§ Source
Robert Dieudonné : La Presse, 8 mai 1903« Jules Renard, de Poil de Carotte à Mr Vernet » « Une interview – le « home » - Littérature et philosophie mêlée. La rue du Rocher grimpe voir les Batignolles. Quatre ou cinq petites maisons provinciales voisinent, portes closes, discrètes. C’est dans l’une d’elles que demeure Jules Renard. Les écrivains contemporains ont coutume d’habiter des maisons modernes, dans des quartiers neufs ; lui est resté là dans cette vieille rue, dans cette vieille maison. Un escalier obscur mène à sa porte. On sonne. Ce n’est pas un timbre, c’est une vieille sonnette qui carillonne ; c’est une domestique qui ressemble à une bonne de curé qui vient ouvrir. Mais me voici dépaysé tout à coup : le cabinet de Jules Renard, l’atelier, le laboratoire. Tout est rangé en place, en ordre ; les livres s’alignent dans la bibliothèque, sans fantaisie ; le mur est couvert de dessins, d’affiches et de photographies. Voici Tristan Bernard qui sourit dans sa barbe ; Capus dont un pli creuse le front. Voici des dessins de Valloton, des dessins de Vuillard, une affiche de Willette, une autre de Grasset et là-bas, derrière la porte, une lithographie de Henri Bataille : Jules Renard. Devant la fenêtre, il y a un pupitre de collégien, avec quelques taches d’encre, et dans le milieu de la pièce un grand tableau noir… Et la porte s’ouvre et Jules Renard entre … Il est midi, la rue du Rocher, passante, semble s’être endormie sous l’averse, et un grand silence envahit la maison. – Voyez-vous, dans la vie, il faut être bon, bon sans orgueil et sans malice, bon sans arrière-pensée, bon… je vous le répète, parce qu’au fond, c’est bien plus difficile… »

Louis Vauxcelles ; Le Matin, 28 aout 1904 « Au pays des Lettres » « Il y a deux Jules Renard, le Jules Renard d’hiver et le Jules Renard d’été. Le Jules Renard d’hiver est vêtu d’une douillette robe de chambre et tient à la main un porte-plume. Il est situé au deuxième étage d’une maison bourgeoise, rue du Rocher, à Paris, dans un cabinet de travail sobre de fanfreluches, et où je vois, entre autres, un subtil portrait dû au poète Henry Bataille. Quand un ami vient, le matin, vers dix heures, le maître de céans pose son porte-plume ; son visage sérieux et placide, ses yeux aigus d’analyste s’éclairent d’un sourire accueillant ; il parle littérature, journaux, théâtre, d’une voix posée, sans effets, sans phrases. Point d’énervements, un équilibre parfait. Et ses propos sont judicieux ; l’ami part, lesté d’un bon conseil… C’est là, dans ce cabinet paisible, près de sa femme et de ses beaux enfants, que Jules Renard, avec une sûre et sagace lenteur, a écrit ses Sourires pincés, et le Vigneron dans sa vigne, et l’Écornifleur, et Monsieur Vernet, et les Histoires naturelles…. »

§ Items présentés
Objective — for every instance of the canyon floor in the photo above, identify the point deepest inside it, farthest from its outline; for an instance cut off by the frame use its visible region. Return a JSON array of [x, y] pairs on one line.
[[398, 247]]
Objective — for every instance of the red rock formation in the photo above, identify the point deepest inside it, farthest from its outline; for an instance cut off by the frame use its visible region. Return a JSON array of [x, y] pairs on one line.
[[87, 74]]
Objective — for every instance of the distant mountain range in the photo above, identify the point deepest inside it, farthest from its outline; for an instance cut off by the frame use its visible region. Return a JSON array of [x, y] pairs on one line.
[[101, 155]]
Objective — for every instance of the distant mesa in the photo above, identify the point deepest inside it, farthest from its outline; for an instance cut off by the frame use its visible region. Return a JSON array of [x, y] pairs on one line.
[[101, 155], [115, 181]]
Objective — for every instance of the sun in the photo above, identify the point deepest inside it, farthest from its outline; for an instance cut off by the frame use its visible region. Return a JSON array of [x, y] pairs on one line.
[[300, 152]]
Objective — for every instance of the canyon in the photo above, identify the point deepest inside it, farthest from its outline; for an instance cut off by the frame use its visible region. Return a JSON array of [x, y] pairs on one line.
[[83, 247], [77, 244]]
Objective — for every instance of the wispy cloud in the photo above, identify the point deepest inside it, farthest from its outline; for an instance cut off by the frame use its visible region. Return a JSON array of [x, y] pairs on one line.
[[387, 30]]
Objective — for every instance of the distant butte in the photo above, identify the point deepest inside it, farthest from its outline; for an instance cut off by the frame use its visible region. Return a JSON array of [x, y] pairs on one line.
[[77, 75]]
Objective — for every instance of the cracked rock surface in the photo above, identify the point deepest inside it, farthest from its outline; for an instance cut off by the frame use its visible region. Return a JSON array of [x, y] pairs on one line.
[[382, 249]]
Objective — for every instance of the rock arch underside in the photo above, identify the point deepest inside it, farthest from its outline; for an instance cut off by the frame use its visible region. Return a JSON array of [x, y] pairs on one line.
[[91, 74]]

§ Tâches à réaliser
a) Répondez brièvement à ces questions sur le texte consacré à Jules Renard :
(i) Dans quelle rue de Paris Jules Renard habite-t-il ?
(ii) Quel meuble se trouve devant la fenêtre de son cabinet ?
(iii) Selon Louis Vauxcelles, à quel étage est situé le Jules Renard d'hiver ?
b) Rédigez la suite du texte consacré à Jules Renard, en reprenant après sa dernière phrase.
Les items n'interviennent en rien dans ce travail.

§ Réponses dans l'ordre
a)
(i) La rue du Rocher.
(ii) Un pupitre de collégien.
(iii) Au deuxième étage.

b)
Jean Giraudoux : Grasset, décembre 1909, « souvenirs de deux existences » « Jules Renard m’a fait dire qu’il serait content de me voir chez lui, rue du Rocher. C’est dimanche. Il fait très beau. Le bonheur de l’hiver éclate même sur la gare Saint-Lazare. Mais je suis mal tombé dans ma visite. Jules Renard a quelque contrariété ; il me parle distraitement. Je m’excuse, je dis que je reviendrai un autre jour. – Quel jour ? – Un jour où vous serez moins occupé. – je ne suis pas occupé, me dit-il. Je suis malheureux. Non tout le monde va bien chez moi. Ma femme m’aime, mes enfants sont charmants. Mes amis sont dévoués. Ma pièce a du succès. Mes livres se vendent. Le chien de la concierge aussi m’adore. La famille, l’amitié, le travail, tout me réussit. Mais je suis malheureux… »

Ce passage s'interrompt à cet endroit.